Texte à lire:
↓↓↓
C’est ainsi que des vedettes sont "nées" au Vieux Clocher. Comme Patrick Huard, qui est venu passer deux mois à Magog en 1994. La salle n’hésite pas non plus à réserver à la relève des soirs de "grandes sorties", comme le dit Caza. Un Julien Tremblay ou une Julie Caron peuvent ainsi tenir l’affiche durant quelques week-ends au Vieux Clocher.

Au total, environ 150 shows sont présentés à Magog durant une année, et tout autant à Sherbrooke, où un second Vieux Clocher est né en 1997. "Le Vieux Clocher a un peu vécu l’histoire des grandes variétés du Québec."

PETITE HISTOIRE DE CAZA

Bernard Caza a occupé différentes fonctions avant de tenir la barre du Vieux Clocher, dont celle de formateur en croissance personnelle. "Mais j’avais le goût de travailler avec des créateurs", raconte-t-il. Il a donc tout lâché et est parti durant un an avec le groupe de jazz Démesure. "Je faisais tout: gérant du groupe, sonorisateur, conducteur du camion…" C’est à son retour qu’il acquiert le Vieux Clocher.

Caza a commencé à développer sa fibre de producteur à l’Université de Sherbrooke. Pendant son baccalauréat en lettres québécoises, il dirige le journal étudiant et en profite pour critiquer vertement la programmation de la "grande salle", comme il appelle la Salle Maurice-O’Bready. "Le directeur de la salle m’a dit: "Si t’es si fin, fais-le!" C’est comme ça que j’ai commencé à faire de la production de spectacles." De 1970 à 1973, il s’occupe donc d’une boîte à chansons logée dans la petite salle du Centre culturel.

Malgré son amour des artistes et son immense respect pour eux, Caza ne serait pas du genre à chanter Le Blues du businessman. Le diffuseur et gérant d’artistes écrit de la poésie, joue de divers instruments, mais "sait aussi faire arriver des chiffres". Un don familial, semble-t-il, puisque son père était comptable et que son frère est à la tête des Biblairies GGC.
↑↑↑
Données fournies:
↓↓↓
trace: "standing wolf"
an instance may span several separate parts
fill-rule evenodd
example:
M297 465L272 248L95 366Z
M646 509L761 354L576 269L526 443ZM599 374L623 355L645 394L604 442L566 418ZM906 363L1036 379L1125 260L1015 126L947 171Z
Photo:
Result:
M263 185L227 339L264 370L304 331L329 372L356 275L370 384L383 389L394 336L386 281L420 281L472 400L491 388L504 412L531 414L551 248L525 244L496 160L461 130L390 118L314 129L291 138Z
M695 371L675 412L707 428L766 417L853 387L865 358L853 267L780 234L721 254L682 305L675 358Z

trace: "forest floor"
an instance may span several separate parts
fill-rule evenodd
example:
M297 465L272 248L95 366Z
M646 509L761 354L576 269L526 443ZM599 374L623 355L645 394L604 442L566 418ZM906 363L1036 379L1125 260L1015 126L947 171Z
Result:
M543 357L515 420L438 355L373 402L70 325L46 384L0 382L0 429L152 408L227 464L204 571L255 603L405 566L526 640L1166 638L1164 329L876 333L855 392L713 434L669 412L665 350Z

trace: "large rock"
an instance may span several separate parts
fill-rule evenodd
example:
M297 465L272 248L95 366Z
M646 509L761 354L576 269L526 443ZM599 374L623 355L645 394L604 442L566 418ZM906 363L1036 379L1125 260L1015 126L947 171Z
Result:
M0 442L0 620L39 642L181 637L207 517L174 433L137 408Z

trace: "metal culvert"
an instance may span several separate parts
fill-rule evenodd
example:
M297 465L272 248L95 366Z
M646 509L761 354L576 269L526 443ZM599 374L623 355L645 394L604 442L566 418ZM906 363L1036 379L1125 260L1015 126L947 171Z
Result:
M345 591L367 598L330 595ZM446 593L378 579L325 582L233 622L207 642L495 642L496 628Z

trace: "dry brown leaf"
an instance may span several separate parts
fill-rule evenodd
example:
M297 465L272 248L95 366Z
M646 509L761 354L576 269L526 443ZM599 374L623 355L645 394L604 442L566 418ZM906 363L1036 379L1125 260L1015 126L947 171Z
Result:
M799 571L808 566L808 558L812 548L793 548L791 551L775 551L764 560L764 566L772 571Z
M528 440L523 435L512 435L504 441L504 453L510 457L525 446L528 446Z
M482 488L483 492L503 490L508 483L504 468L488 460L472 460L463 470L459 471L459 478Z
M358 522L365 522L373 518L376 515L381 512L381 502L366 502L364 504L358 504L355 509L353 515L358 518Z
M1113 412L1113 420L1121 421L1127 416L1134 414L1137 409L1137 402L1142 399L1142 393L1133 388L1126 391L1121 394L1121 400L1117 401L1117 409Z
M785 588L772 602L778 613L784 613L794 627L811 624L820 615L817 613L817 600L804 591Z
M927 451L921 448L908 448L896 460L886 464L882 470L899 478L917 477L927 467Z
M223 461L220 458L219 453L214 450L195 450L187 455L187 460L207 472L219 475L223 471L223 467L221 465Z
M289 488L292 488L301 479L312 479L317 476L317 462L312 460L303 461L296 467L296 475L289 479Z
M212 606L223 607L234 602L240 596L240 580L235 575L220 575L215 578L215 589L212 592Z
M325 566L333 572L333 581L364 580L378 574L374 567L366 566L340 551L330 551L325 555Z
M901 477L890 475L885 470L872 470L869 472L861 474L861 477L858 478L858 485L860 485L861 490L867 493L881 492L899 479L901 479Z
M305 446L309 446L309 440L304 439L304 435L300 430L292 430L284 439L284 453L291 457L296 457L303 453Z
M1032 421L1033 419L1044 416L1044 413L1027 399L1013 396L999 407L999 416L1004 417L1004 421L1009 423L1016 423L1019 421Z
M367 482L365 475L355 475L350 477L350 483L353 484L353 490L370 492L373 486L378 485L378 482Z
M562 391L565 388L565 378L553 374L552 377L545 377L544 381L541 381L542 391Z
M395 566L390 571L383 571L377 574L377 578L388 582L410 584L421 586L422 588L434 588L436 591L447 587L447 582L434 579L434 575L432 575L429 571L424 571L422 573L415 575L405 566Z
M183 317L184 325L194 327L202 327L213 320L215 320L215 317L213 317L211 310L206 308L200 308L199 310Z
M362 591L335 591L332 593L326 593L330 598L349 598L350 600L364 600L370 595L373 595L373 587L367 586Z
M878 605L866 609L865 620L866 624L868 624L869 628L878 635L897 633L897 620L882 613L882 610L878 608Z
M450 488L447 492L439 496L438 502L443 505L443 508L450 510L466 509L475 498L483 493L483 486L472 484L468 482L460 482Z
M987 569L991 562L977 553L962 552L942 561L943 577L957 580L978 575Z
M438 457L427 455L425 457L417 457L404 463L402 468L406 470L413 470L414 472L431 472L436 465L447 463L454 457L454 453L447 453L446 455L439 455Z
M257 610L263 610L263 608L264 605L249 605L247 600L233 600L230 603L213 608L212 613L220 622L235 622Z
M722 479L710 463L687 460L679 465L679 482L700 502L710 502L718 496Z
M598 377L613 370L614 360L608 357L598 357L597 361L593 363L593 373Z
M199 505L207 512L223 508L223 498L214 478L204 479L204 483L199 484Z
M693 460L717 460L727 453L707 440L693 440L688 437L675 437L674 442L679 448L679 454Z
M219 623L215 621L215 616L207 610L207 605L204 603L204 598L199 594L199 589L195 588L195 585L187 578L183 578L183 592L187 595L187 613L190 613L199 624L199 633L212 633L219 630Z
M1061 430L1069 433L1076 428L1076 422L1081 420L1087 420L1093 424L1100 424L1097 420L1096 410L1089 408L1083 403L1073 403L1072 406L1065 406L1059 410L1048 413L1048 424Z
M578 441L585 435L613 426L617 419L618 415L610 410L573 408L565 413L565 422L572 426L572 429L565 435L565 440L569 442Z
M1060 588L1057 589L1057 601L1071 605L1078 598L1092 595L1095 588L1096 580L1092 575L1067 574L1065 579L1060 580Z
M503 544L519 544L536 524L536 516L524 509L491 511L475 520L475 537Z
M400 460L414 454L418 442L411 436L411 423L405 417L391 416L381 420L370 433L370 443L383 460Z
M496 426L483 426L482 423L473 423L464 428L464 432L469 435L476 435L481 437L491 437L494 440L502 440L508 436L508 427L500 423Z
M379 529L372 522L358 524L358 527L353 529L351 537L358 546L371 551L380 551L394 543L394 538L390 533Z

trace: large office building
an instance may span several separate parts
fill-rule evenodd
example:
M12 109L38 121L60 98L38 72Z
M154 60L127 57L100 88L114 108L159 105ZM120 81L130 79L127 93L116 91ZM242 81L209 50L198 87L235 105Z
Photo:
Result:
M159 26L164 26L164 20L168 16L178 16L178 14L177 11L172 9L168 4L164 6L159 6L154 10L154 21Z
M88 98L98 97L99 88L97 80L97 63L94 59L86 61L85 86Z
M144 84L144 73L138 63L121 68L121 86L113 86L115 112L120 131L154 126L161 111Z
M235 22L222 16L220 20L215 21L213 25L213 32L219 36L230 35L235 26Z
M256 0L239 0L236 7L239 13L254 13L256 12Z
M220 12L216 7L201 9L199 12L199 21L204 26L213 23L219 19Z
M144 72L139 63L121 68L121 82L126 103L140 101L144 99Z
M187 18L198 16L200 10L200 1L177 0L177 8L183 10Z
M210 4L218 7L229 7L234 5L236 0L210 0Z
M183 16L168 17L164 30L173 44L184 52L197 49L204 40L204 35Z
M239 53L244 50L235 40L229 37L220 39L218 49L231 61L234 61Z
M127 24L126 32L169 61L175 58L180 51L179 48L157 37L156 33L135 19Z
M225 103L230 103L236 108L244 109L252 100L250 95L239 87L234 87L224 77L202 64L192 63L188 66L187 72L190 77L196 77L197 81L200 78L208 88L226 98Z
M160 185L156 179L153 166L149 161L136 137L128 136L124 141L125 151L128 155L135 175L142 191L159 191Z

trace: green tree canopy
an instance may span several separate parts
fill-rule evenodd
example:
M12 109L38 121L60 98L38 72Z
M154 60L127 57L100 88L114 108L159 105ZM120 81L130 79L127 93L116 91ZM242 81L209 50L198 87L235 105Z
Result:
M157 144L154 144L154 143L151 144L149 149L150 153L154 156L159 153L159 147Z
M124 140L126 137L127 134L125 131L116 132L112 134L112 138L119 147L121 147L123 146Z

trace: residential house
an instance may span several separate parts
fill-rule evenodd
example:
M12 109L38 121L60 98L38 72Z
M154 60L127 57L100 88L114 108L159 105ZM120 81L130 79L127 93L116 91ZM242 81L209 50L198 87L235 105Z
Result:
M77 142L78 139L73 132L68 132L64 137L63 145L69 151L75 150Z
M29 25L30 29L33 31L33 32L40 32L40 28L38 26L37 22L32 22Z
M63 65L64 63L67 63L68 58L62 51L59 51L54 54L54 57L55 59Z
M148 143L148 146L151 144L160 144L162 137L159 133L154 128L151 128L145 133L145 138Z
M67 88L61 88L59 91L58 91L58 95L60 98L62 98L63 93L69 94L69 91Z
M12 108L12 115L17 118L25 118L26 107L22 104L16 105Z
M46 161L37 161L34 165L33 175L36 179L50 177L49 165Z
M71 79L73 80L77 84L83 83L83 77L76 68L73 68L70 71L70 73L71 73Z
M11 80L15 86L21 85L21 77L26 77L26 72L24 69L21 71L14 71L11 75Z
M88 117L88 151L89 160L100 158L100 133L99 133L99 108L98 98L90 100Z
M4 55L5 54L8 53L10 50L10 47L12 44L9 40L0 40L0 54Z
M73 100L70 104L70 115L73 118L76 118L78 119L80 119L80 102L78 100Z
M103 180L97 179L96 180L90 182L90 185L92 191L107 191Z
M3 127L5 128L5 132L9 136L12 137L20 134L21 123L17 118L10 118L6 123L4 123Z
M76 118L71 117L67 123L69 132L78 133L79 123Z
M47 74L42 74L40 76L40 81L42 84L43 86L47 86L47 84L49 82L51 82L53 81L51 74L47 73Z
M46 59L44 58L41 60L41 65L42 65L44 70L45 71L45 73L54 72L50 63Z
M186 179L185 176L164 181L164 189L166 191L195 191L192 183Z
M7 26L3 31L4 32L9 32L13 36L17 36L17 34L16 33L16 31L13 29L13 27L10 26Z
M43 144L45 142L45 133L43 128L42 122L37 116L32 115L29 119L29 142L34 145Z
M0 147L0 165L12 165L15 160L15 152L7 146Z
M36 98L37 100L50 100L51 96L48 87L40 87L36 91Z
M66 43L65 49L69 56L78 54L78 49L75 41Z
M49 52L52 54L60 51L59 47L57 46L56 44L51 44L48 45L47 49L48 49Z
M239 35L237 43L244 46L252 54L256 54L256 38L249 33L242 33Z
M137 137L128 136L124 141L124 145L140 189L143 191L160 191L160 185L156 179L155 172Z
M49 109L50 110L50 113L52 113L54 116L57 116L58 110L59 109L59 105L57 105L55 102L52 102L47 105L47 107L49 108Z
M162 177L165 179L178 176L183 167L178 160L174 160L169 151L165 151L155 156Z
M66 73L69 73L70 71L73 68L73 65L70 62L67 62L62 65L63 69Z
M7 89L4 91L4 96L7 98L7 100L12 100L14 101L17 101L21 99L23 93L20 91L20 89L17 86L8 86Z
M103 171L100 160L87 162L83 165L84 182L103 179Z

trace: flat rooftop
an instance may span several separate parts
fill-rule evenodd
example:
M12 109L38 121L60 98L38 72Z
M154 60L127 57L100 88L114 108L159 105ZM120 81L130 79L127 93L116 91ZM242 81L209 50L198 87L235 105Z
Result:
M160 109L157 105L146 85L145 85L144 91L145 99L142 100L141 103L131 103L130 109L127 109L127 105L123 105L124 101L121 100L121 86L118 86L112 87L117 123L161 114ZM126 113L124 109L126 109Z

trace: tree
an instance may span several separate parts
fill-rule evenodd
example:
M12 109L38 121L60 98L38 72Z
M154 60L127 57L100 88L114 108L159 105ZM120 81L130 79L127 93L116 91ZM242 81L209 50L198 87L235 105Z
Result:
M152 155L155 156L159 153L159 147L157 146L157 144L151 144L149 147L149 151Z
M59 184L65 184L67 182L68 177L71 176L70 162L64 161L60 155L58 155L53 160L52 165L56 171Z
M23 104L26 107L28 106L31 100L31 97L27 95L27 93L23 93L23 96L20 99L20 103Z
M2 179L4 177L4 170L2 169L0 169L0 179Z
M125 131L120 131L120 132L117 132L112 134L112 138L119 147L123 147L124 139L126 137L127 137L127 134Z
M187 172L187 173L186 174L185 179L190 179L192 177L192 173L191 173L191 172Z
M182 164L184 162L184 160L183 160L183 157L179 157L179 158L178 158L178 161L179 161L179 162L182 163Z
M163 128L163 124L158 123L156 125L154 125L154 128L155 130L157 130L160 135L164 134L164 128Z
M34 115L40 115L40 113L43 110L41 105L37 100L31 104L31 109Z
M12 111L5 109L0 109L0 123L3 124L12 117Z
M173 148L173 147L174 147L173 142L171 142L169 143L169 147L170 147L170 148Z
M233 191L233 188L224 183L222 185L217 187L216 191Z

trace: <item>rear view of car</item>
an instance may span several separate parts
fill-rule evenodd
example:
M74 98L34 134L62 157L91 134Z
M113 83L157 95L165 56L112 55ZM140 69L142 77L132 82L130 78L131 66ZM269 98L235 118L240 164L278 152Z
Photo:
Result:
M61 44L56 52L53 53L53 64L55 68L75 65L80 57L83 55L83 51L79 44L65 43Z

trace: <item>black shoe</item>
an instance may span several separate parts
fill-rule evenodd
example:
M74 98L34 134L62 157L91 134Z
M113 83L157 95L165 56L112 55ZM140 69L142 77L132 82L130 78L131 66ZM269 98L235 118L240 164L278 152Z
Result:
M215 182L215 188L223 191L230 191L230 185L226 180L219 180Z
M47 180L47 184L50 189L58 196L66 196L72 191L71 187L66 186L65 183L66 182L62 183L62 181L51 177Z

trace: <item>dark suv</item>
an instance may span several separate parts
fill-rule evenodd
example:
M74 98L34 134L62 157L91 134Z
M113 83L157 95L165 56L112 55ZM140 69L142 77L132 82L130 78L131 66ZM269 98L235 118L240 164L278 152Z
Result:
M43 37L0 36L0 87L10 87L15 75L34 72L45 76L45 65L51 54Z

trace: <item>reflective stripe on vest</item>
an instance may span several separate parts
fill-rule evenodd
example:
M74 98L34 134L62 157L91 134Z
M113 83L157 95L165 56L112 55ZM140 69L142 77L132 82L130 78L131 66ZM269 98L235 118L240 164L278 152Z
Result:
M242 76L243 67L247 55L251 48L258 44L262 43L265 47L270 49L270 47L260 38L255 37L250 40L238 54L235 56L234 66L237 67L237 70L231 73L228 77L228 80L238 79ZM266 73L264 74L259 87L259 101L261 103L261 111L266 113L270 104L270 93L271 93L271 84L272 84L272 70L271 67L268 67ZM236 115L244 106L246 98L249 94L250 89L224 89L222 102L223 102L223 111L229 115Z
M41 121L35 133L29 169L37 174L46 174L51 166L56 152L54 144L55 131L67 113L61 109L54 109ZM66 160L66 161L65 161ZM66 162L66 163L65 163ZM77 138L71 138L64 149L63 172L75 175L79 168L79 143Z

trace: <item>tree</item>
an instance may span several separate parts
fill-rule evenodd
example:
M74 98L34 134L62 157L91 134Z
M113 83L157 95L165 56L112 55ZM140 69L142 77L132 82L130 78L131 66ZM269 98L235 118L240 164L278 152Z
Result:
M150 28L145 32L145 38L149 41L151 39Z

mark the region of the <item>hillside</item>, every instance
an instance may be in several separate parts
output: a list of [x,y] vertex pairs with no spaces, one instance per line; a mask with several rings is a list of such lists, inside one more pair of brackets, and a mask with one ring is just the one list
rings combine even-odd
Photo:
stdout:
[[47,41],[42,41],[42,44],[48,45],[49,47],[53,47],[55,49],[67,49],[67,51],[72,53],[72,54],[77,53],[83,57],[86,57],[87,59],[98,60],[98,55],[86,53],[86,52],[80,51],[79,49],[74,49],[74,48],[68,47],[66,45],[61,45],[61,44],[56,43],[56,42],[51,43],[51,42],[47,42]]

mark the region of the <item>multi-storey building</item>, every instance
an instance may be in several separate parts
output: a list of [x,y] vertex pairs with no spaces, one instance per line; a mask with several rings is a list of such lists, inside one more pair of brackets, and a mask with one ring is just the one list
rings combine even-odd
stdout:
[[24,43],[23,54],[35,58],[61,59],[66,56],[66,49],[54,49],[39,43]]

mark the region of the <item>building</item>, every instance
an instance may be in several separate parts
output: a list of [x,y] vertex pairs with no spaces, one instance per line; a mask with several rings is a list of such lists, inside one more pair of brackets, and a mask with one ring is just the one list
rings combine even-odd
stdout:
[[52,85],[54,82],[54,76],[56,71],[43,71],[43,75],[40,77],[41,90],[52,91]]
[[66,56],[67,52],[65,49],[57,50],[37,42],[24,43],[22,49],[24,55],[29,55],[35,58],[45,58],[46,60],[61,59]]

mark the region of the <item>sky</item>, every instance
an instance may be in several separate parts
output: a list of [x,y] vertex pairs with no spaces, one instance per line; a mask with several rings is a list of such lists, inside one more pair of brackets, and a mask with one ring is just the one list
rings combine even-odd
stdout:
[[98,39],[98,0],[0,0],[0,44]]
↑↑↑
Consigne: Dans le texte sur le Vieux Clocher, extrayez mot pour mot le passage qui va de "C’est ainsi que" jusqu'à "week-ends au Vieux Clocher.". Ces données viennent d'une autre source que le texte.

Résultat obtenu:
C’est ainsi que des vedettes sont "nées" au Vieux Clocher. Comme Patrick Huard, qui est venu passer deux mois à Magog en 1994. La salle n’hésite pas non plus à réserver à la relève des soirs de "grandes sorties", comme le dit Caza. Un Julien Tremblay ou une Julie Caron peuvent ainsi tenir l’affiche durant quelques week-ends au Vieux Clocher.